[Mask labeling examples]

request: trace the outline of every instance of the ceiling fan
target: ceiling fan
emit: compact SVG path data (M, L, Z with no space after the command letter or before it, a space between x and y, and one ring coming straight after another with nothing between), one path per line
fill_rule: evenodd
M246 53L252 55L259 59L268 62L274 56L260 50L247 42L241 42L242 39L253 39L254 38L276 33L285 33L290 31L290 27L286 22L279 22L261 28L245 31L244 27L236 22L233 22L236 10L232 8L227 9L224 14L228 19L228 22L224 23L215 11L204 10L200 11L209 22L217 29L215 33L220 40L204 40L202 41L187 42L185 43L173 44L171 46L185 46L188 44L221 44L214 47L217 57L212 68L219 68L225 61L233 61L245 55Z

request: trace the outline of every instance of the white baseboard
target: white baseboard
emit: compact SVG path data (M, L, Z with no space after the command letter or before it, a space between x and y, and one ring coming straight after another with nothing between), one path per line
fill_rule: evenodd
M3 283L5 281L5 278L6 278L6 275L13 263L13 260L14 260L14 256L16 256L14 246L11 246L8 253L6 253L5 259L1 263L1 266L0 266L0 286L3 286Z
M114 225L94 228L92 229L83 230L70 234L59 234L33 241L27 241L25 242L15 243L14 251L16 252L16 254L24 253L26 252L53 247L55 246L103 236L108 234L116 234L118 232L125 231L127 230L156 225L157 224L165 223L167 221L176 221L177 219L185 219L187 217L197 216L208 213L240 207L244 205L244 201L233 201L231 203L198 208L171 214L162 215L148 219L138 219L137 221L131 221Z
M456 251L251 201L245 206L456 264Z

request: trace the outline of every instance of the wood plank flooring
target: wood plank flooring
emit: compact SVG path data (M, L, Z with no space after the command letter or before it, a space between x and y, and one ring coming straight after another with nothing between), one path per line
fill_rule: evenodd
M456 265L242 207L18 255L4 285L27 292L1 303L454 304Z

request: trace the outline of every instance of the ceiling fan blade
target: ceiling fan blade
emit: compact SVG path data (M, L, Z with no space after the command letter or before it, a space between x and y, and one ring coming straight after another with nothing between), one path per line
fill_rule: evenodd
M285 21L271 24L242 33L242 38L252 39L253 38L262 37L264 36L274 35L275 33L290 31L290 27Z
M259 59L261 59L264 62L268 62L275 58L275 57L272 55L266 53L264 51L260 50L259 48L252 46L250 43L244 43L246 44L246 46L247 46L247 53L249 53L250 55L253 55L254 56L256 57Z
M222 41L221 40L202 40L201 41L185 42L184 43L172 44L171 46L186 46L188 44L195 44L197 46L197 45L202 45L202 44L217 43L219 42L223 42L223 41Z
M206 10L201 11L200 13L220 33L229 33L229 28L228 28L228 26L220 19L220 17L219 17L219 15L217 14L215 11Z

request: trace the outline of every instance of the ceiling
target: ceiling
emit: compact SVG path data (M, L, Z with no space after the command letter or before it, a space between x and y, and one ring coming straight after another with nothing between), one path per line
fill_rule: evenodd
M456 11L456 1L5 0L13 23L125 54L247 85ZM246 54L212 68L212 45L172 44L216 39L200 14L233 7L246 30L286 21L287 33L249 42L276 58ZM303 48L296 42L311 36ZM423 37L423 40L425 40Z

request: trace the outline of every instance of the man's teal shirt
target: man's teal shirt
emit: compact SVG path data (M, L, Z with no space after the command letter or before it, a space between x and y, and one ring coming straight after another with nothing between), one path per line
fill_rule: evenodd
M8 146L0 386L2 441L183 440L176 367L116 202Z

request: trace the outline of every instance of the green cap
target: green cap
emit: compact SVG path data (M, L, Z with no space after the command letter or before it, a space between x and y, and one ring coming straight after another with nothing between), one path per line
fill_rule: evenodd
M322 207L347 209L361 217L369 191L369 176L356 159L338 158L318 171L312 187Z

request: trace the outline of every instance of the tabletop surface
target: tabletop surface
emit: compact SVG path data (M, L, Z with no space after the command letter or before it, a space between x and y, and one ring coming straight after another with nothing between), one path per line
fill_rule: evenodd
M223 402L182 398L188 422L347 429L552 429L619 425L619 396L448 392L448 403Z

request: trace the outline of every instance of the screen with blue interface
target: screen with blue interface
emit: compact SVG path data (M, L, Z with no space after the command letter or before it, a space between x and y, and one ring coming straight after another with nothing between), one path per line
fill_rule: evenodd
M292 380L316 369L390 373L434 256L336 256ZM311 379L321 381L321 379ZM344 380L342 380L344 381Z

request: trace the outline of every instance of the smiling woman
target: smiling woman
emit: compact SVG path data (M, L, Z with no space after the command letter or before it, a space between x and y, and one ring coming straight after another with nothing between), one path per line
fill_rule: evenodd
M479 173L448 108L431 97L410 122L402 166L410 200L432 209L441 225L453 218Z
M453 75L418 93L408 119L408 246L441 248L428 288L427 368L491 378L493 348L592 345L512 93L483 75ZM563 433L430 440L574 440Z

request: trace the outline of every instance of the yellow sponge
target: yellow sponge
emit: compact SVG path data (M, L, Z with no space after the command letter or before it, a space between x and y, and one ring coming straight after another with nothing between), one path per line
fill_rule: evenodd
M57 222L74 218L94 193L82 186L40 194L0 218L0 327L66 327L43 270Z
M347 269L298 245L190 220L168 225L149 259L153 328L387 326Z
---
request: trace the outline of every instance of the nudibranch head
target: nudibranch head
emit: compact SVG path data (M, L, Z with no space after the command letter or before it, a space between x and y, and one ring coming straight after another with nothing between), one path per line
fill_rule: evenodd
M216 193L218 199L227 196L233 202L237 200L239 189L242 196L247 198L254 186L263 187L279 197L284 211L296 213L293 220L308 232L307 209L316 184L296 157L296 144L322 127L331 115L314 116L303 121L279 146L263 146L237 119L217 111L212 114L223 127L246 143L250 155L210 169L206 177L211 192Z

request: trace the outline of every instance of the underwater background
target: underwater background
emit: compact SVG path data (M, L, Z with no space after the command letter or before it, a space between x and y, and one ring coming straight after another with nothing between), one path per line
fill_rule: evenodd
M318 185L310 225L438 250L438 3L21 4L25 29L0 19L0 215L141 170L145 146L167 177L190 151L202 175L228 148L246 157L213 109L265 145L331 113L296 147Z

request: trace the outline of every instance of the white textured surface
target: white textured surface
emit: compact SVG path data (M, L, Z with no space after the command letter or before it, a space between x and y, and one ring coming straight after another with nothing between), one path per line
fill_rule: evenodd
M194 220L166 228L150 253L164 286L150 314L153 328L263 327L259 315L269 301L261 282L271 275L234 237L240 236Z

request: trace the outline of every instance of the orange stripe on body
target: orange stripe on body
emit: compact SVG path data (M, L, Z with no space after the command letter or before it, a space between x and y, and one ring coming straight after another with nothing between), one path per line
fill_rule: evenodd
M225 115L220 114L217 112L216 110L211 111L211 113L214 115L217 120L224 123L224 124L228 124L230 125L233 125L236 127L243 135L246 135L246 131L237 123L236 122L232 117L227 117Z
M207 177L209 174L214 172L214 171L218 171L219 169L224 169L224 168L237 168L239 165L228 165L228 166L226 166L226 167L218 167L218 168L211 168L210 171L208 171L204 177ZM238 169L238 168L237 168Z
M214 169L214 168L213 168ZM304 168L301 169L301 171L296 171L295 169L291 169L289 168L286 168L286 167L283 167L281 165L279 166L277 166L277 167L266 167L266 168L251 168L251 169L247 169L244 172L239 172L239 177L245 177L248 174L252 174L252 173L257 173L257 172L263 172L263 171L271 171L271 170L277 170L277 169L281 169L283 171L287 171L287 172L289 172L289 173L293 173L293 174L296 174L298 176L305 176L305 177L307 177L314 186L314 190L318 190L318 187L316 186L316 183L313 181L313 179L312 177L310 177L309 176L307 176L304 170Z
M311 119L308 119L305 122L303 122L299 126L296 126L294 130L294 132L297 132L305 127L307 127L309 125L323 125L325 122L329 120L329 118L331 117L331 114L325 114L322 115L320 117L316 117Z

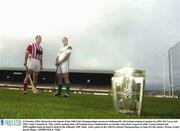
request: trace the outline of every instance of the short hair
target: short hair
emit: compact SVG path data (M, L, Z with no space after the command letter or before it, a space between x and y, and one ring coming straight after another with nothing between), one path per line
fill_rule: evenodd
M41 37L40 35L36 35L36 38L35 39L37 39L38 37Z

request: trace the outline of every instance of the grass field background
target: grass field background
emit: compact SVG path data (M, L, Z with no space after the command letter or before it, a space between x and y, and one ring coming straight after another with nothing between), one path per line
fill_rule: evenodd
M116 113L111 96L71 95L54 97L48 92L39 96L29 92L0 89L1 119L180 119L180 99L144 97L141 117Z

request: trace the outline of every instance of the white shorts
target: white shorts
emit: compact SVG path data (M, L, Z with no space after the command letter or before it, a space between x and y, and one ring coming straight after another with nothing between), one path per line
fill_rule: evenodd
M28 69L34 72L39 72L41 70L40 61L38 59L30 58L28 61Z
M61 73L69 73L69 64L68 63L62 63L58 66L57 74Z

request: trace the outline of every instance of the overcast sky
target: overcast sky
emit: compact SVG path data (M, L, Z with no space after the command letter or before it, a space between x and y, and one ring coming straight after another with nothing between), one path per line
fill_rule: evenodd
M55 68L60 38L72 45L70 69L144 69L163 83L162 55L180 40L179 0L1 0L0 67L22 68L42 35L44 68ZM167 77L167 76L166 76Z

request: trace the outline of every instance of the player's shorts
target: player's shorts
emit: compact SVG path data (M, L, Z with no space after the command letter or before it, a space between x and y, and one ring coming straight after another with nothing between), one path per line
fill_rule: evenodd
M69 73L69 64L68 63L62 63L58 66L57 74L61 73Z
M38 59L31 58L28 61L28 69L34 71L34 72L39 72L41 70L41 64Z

* EXERCISE GOAL
Please return, unchanged, every line of the rows above from the one containing "request: trace the outline of every instance of the overcast" down to the one containing "M55 68L60 38L72", both of those lines included.

* EXERCISE OUTPUT
request: trace the outline of every instance of the overcast sky
target: overcast sky
emit: compact SVG path data (M, L, Z with no space after the command letter or before it, a space between x and y, and one ring coming straight after another with nothing between), one path per line
fill_rule: evenodd
M55 68L60 38L72 45L70 69L144 69L163 83L162 55L180 40L179 0L1 0L0 67L22 68L42 35L44 68ZM167 77L167 76L166 76Z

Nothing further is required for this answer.